§ **SET EXERCISE**:
Extract each line of the data and write it out again exactly.
─── PROVIDED ENTRIES
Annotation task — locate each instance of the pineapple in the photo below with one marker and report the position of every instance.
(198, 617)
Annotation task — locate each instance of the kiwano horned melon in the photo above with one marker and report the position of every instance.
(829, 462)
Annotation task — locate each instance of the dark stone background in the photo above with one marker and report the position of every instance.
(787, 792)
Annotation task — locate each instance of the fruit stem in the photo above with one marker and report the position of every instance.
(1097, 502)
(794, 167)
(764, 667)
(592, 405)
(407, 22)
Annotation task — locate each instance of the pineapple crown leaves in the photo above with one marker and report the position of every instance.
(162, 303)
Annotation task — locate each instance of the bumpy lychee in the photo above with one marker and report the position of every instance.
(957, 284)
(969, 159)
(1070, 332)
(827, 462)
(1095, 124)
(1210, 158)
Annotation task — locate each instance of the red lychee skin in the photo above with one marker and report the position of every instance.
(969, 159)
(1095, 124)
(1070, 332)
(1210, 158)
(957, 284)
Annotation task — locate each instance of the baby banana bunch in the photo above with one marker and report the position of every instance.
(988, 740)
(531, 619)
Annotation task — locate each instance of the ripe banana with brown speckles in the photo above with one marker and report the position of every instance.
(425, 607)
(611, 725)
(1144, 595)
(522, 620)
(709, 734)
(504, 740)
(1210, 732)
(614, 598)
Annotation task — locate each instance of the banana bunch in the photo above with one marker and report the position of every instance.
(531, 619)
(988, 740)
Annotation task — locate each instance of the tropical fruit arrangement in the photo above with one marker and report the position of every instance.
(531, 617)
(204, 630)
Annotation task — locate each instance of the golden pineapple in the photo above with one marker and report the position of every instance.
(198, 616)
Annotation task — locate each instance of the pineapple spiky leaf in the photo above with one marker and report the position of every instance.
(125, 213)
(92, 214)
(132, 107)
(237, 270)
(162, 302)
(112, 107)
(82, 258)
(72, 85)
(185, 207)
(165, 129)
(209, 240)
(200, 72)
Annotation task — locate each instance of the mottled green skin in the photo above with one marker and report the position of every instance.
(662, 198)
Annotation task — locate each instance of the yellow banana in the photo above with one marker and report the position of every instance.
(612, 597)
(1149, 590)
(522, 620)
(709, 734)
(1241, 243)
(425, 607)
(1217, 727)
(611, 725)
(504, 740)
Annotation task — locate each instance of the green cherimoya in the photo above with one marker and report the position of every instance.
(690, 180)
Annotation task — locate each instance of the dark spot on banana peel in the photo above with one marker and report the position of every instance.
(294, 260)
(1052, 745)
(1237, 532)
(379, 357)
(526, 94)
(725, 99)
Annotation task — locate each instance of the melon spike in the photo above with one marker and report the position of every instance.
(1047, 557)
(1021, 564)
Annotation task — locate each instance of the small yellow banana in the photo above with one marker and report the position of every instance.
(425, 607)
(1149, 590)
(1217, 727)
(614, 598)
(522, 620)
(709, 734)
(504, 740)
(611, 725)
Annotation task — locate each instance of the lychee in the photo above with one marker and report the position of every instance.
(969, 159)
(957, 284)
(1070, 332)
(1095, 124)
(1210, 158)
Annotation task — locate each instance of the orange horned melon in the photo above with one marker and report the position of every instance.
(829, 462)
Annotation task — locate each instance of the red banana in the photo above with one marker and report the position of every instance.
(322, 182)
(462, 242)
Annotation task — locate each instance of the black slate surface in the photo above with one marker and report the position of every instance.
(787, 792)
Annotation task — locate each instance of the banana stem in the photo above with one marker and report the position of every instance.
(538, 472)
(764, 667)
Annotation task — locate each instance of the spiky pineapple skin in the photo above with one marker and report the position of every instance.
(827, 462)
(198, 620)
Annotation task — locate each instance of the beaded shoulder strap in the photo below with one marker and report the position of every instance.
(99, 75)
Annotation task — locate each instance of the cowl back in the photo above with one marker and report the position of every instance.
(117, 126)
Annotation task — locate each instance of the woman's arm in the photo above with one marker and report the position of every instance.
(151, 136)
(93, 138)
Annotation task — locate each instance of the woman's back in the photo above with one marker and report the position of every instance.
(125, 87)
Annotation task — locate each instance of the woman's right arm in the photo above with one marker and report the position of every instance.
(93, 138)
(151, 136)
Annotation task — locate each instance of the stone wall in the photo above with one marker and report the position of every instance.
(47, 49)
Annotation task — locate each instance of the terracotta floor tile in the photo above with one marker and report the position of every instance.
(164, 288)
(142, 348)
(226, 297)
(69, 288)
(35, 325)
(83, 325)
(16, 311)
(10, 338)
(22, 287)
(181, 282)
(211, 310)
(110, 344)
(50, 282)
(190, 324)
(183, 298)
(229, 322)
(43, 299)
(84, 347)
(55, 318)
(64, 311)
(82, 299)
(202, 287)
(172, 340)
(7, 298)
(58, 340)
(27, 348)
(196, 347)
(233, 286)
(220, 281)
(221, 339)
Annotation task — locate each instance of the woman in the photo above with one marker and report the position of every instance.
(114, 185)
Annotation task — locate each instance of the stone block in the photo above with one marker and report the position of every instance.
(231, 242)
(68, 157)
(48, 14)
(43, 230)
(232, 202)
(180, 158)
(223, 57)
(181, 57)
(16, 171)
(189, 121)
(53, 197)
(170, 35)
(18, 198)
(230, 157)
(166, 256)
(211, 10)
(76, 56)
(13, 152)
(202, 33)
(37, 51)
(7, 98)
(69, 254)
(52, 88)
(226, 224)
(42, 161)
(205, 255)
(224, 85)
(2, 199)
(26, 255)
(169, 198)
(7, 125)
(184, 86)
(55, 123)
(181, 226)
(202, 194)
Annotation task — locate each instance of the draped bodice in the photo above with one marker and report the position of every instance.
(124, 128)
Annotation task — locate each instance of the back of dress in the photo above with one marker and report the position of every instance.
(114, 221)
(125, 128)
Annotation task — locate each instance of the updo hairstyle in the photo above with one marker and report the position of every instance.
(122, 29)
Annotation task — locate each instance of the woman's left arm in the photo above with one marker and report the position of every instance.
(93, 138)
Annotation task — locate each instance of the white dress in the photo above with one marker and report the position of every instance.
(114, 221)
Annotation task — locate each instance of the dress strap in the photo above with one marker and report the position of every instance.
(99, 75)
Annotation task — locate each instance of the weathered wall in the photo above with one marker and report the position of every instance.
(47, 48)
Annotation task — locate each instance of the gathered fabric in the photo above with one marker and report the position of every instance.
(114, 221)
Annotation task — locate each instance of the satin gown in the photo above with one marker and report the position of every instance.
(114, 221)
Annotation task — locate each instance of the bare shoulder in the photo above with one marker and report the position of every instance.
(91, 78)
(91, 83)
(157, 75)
──────
§ **SOLUTION BELOW**:
Annotation task — locate each instance of the pineapple in the photo below with one marker and report the position of every instance.
(198, 617)
Annotation task — locate each instance of the kiwano horned melon in the photo above with one marker and report the position of every instance.
(829, 462)
Annotation task — locate each instance of the dark stone background in the photo above with one marker and report the position of every instance.
(787, 792)
Annotation task — locate each instance of the fruit stem in the photo above with one marker and report the position of every instance.
(1097, 502)
(794, 167)
(764, 667)
(592, 405)
(407, 22)
Annotation task — locate each instance of the pineapple crown leaves in the photo above with one marker and report the position of every instance.
(162, 303)
Annotation task — locate each instance of the bumpy lychee in the photo above with one marker and report the position of every instance.
(957, 284)
(969, 159)
(1070, 332)
(827, 462)
(1095, 124)
(1210, 158)
Annotation task — locate each instance of the red lychee skin in the photo above with one marker and report the position of every instance.
(969, 159)
(1095, 124)
(1070, 332)
(1210, 158)
(957, 284)
Annotation task — locate each instance of the baby banana bunch in the photo above with one marker and report the position of every instance.
(988, 740)
(531, 619)
Annotation task — locate each instance of the ripe banana with brown speckles in the photo above with one marker and report the position of every instance.
(425, 607)
(611, 725)
(1144, 595)
(522, 620)
(709, 734)
(504, 740)
(1210, 732)
(614, 598)
Annotation task — locate each instance of the banana bunch in the photo above with one marker and report the position of every instance.
(531, 619)
(988, 740)
Annotation task — locate each instance of the tropical fruit arrangement in the photo above with one marker and report the position of every instance.
(531, 617)
(204, 630)
Annotation task — locate each instance of the golden pineapple in the photo above with one marker and report the position of every instance.
(198, 616)
Annotation task — locate each instance of the pineapple spiky leaf in the photo above with one marker and report the position of every instance.
(125, 213)
(92, 214)
(132, 107)
(237, 270)
(162, 302)
(112, 107)
(82, 258)
(72, 85)
(185, 207)
(165, 129)
(209, 240)
(200, 72)
Annotation task — locate each instance of the mottled green skin in the photo above with one marker and report the position of every instance.
(662, 198)
Annotation task — locate each instance of the yellow banana in the photo above with one marker and report the position of every instance.
(612, 597)
(1149, 590)
(522, 620)
(709, 734)
(1241, 243)
(425, 607)
(1217, 727)
(611, 725)
(504, 740)
Annotation task — locate each instance of the green cherimoya in the photo above with one marker and report the position of every instance.
(690, 180)
Annotation task — locate each instance of the dark spot on banana peel in the photo above with one marker and report the position of every instance.
(294, 260)
(1052, 745)
(1237, 532)
(379, 357)
(526, 94)
(725, 99)
Annotation task — locate each instance of the melon spike in the photo above with one marker and report the position of every instance.
(1047, 557)
(1021, 564)
Annotation task — locate each instance of the small yellow banana in the photo above with one marker and report the position of every instance.
(425, 607)
(1149, 590)
(1217, 727)
(614, 598)
(522, 620)
(709, 734)
(504, 740)
(611, 725)
Annotation task — locate each instance of the lychee in the photo above with one marker and report the position of every instance.
(969, 159)
(957, 284)
(1070, 332)
(1095, 124)
(1210, 158)
Annotation task — locate each instance of the orange horned melon in the photo above with one marker and report the position of every instance.
(829, 462)
Annotation task — locate each instance of the red banana in the photo above with one marker and report the position of every instance.
(322, 182)
(462, 242)
Annotation task — locate each instance of the black slate surface in the photo above with one marker and report the position of every instance.
(787, 792)
Annotation task — locate each instance of the banana stem in the photo above with one marker and report the position of every instance.
(538, 472)
(764, 667)
Annotation task — locate each instance of the spiky pineapple skin in the photo above with one marker and report the position of every instance.
(827, 462)
(198, 620)
Annotation task — locate each instance of the beaded shoulder strap in the photo below with one marker and report the position of every instance.
(99, 75)
Annotation task — locate each instance of the cowl back in the photo above with one marker and report the position of every instance.
(117, 126)
Annotation task — locate each instance of the woman's arm in the photo above with one marker and report the position of every instance.
(151, 136)
(93, 138)
Annotation task — locate each instance of the woman's back in the photo above with one marker and report the position of every instance.
(125, 87)
Annotation task — locate each instance of the woman's right arm in the photo above with one marker and report the position of every instance.
(93, 138)
(151, 136)
Annotation task — locate each instance of the stone wall in the photo above with one marker and report the position of every instance.
(47, 49)
Annotation task — locate each instance of the terracotta floor tile in the photo above with one marker and report the position of every instance.
(164, 288)
(142, 348)
(226, 297)
(69, 288)
(35, 325)
(83, 325)
(16, 311)
(10, 338)
(22, 287)
(181, 282)
(211, 310)
(110, 344)
(50, 282)
(190, 324)
(183, 298)
(229, 322)
(43, 299)
(84, 347)
(55, 318)
(64, 311)
(82, 299)
(202, 287)
(172, 340)
(7, 298)
(58, 340)
(27, 348)
(196, 347)
(233, 286)
(220, 281)
(221, 339)
Annotation task — locate each instance of the woman in the photo above with one marker and report the position of every instance.
(114, 185)
Annotation task — locate each instance of the stone block in the photo above with one marker and report the position of every instance.
(231, 242)
(68, 157)
(48, 14)
(43, 230)
(232, 202)
(180, 158)
(223, 57)
(181, 57)
(16, 171)
(189, 121)
(53, 197)
(170, 35)
(18, 198)
(230, 157)
(166, 256)
(211, 10)
(76, 56)
(13, 152)
(202, 33)
(37, 51)
(7, 98)
(69, 254)
(52, 88)
(226, 224)
(42, 161)
(205, 255)
(224, 85)
(2, 199)
(26, 255)
(169, 198)
(7, 125)
(184, 86)
(55, 123)
(181, 226)
(202, 194)
Annotation task — locate each instance of the draped bodice in the photo above with one marker and report the position of every instance.
(124, 128)
Annotation task — locate each instance of the back of dress in the photo above with one marker and report the position of every instance.
(114, 221)
(125, 128)
Annotation task — locate each instance of the updo hairstyle in the photo above with one marker and report the position of every instance.
(122, 29)
Annotation task — locate each instance of the woman's left arm in the photo above with one marker and report the position of every instance.
(93, 138)
Annotation task — locate each instance of the white dress in the photo above with one marker and report the position of every instance.
(114, 221)
Annotation task — locate each instance of the dress strap in the photo above with one marker and report the position of every instance.
(99, 75)
Annotation task — locate each instance of the weathered wall in the photo above with one marker and report the position of every instance.
(47, 48)
Annotation task — locate each instance of the gathered fabric in the photo above with one marker and report the position of every instance.
(114, 221)
Annotation task — locate each instance of the satin gown in the photo above with one marker and report the position of every instance.
(114, 221)
Annotation task — locate each instance of the bare shoulder in the photo above with one marker and report the position of every instance.
(91, 78)
(91, 83)
(157, 75)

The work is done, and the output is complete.